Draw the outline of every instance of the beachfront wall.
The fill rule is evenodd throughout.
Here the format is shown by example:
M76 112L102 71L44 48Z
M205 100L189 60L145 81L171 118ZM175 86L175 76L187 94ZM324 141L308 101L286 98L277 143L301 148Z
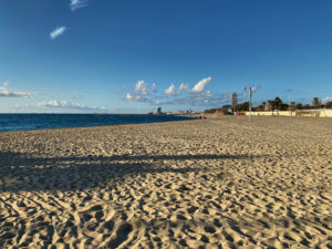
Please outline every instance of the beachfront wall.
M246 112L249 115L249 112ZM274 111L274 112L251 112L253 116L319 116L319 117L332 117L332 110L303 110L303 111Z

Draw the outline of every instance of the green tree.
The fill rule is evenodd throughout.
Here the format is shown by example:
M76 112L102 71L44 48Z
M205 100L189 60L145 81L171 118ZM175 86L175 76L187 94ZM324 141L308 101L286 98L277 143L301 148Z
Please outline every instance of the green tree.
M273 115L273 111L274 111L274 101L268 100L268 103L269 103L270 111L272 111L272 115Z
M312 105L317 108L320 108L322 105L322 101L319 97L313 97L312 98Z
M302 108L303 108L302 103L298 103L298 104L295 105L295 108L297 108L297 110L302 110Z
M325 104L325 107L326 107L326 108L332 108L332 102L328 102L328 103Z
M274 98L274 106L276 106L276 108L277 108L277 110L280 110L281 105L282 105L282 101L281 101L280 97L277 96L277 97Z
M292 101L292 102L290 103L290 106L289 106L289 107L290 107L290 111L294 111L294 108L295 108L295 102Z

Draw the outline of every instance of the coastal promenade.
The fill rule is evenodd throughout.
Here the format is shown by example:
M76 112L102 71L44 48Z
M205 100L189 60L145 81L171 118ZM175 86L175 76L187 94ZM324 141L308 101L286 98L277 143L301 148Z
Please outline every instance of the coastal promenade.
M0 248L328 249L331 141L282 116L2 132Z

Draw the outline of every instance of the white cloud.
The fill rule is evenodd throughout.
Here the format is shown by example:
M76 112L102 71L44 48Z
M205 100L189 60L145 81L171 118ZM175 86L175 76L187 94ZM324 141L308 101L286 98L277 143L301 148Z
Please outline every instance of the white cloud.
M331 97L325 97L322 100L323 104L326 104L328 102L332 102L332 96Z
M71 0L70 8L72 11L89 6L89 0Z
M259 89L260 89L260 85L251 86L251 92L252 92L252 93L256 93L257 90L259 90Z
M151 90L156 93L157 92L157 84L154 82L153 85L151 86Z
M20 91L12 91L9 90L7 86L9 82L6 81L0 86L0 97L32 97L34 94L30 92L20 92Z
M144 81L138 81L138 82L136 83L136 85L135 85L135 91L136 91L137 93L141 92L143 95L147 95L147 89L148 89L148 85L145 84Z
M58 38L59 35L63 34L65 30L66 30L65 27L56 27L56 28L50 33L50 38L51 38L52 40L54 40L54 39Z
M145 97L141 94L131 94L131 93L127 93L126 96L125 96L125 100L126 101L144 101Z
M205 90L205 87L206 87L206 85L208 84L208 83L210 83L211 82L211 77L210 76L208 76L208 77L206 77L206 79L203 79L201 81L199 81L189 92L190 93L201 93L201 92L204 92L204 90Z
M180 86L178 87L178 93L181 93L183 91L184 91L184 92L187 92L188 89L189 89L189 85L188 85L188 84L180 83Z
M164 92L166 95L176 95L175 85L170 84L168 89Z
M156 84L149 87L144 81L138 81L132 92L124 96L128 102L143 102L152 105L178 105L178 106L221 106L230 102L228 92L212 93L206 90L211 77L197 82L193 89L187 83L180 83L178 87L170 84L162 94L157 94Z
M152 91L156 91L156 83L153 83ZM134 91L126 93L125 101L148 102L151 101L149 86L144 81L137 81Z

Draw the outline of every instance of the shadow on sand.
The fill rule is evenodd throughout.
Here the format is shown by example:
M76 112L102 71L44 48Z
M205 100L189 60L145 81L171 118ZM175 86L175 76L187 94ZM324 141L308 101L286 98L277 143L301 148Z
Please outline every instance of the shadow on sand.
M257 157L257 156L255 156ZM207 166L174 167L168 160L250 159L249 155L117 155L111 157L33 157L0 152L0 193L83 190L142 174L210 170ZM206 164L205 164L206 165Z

* * *

REQUIRED TASK:
Copy the rows verbatim from the first line through the line containing "M292 101L292 102L290", including both ends. Leave the pictures out of your copy.

REPLY TO THE TASK:
Draw the outline of every instance of the beachfront wall.
The fill rule is evenodd throughout.
Here the format is shown by example:
M76 112L102 71L44 48Z
M205 100L189 60L145 81L171 118ZM175 86L175 76L187 94ZM324 141L308 101L286 98L277 143L301 148Z
Please outline every instance of the beachfront wall.
M246 112L249 115L249 112ZM274 111L274 112L251 112L253 116L319 116L319 117L332 117L332 110L303 110L303 111Z

Draw the outline of every instance of the green tree.
The fill rule is evenodd throughout.
Here the format is shown by example:
M76 112L102 71L44 48Z
M205 100L189 60L145 81L171 118ZM175 86L175 76L187 94ZM324 141L308 101L286 98L277 143L301 148Z
Please outline every instance of the green tree.
M273 115L273 111L274 111L274 101L268 100L268 103L269 103L270 111L272 111L272 115Z
M312 105L317 108L320 108L322 105L322 101L319 97L313 97L312 98Z
M302 108L303 108L302 103L298 103L298 104L295 105L295 108L297 108L297 110L302 110Z
M325 104L325 107L326 107L326 108L332 108L332 102L328 102L328 103Z
M274 98L274 106L276 106L276 108L277 108L277 110L280 110L281 105L282 105L282 101L281 101L280 97L277 96L277 97Z
M292 101L292 102L290 103L290 106L289 106L289 107L290 107L290 111L294 111L294 108L295 108L295 102Z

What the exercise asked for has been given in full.